Dataset extracts with box labels:
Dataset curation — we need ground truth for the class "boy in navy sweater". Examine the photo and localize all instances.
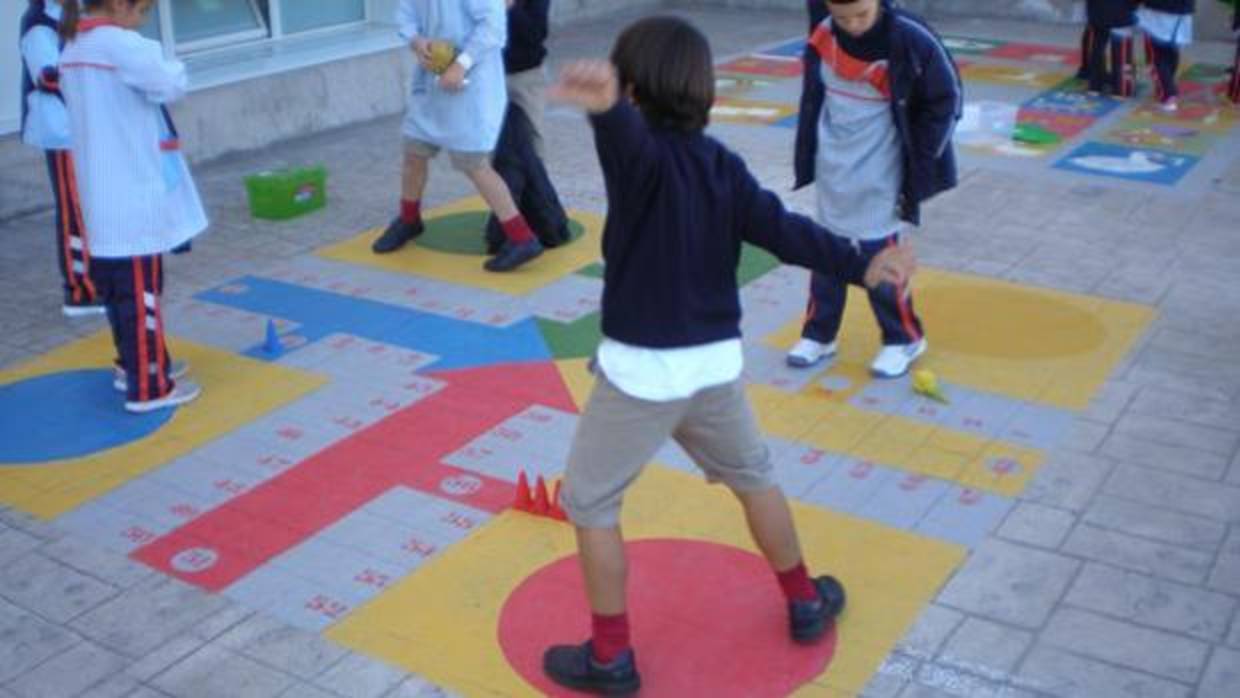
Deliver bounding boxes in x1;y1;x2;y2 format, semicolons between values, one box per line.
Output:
1137;0;1197;112
1081;0;1137;97
543;17;915;694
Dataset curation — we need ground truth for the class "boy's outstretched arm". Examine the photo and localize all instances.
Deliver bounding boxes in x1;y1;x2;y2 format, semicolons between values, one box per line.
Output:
734;157;916;288
547;60;655;187
909;22;963;197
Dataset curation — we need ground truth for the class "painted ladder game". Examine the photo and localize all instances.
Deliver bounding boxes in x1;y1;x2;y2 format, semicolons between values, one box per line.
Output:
0;30;1185;697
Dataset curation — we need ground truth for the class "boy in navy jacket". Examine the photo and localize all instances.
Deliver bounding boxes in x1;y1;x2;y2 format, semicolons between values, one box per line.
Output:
543;17;914;696
787;0;962;378
1081;0;1137;97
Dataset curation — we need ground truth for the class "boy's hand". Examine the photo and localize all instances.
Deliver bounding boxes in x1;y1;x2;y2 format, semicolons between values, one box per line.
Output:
439;63;465;92
547;61;620;114
409;36;430;71
866;244;918;289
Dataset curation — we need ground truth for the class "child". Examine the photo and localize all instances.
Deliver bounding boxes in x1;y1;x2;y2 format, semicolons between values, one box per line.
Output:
61;0;207;413
543;17;914;694
20;0;104;317
1137;0;1195;112
1083;0;1137;97
486;0;572;254
787;0;962;378
372;0;543;272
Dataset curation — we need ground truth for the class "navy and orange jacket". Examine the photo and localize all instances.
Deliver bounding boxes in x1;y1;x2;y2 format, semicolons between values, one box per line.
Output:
794;0;963;224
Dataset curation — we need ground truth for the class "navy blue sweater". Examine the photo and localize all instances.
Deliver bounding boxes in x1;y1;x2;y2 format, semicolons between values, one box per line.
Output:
590;99;866;348
503;0;551;73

Aim of the exercise – Render every line of the rows above as a JSON list of strings, one string per line, skipping blank lines and leaving the pictures out.

Exercise response –
[
  "Dataset curation — we need ground truth for the class \"boy in navy sweater\". Examine the photo and localize all instances.",
  "Deliver bounding boxes in x1;y1;x2;y2 format, semicolons between values, one box per line.",
  "Output:",
  "1137;0;1197;112",
  "1081;0;1137;97",
  "543;17;915;694",
  "Dataset curation — we need ground truth for the class \"boy's outstretched arm\". Examine the photo and localize all instances.",
  "Deliver bounding boxes in x1;y1;x2;y2 format, semicolons between values, one box per line.",
  "Output:",
  "734;157;916;288",
  "547;60;655;187",
  "909;22;963;197",
  "Dataset curation — we need ground truth for the class \"painted ladder game\". Examine the photo and localize all instances.",
  "Deliver bounding boxes in x1;y1;x2;y2 format, semicolons between values, one box per line.",
  "Output:",
  "0;30;1185;697",
  "Dataset curation — we need ground truth for the class \"boy in navy jacket\". Examine the photo and localize all instances.",
  "Deliver bounding boxes in x1;y1;x2;y2 format, semicolons between values, one box per line.",
  "Output:",
  "543;17;914;696",
  "787;0;962;378",
  "1081;0;1137;97",
  "Dataset curation — we need ground truth for the class \"boy's hand\". Examine the photo and localize all instances.",
  "Deliver bounding boxes in x1;y1;x2;y2 format, semicolons between values, one box per line.",
  "Output:",
  "439;63;465;92",
  "547;61;620;114",
  "409;36;430;71",
  "866;244;918;289",
  "Dataset curation — we need ground truth for the class \"child\". Examine the photo and localize all instances.",
  "Deliver bounding boxes in x1;y1;x2;y2 format, semicolons between values, one box per line.",
  "Output:",
  "61;0;207;413",
  "543;17;914;694",
  "20;0;104;317",
  "1137;0;1195;112",
  "1083;0;1137;97",
  "486;0;572;254",
  "787;0;962;378",
  "372;0;543;272",
  "Dataset curation — we need ground truth for the class \"navy and orange jacket\". Examine the photo and localize all instances.",
  "Deliver bounding boxes in x1;y1;x2;y2 format, semicolons between values, one box per line.",
  "Output:",
  "794;0;963;224",
  "Dataset curation — we need ground truth for the class \"navy blue sweater\". Examine the photo and localize all instances.",
  "Deliver bounding boxes in x1;y1;x2;y2 format, semicolons between values, one box per line.",
  "Output:",
  "590;99;866;348",
  "503;0;551;73"
]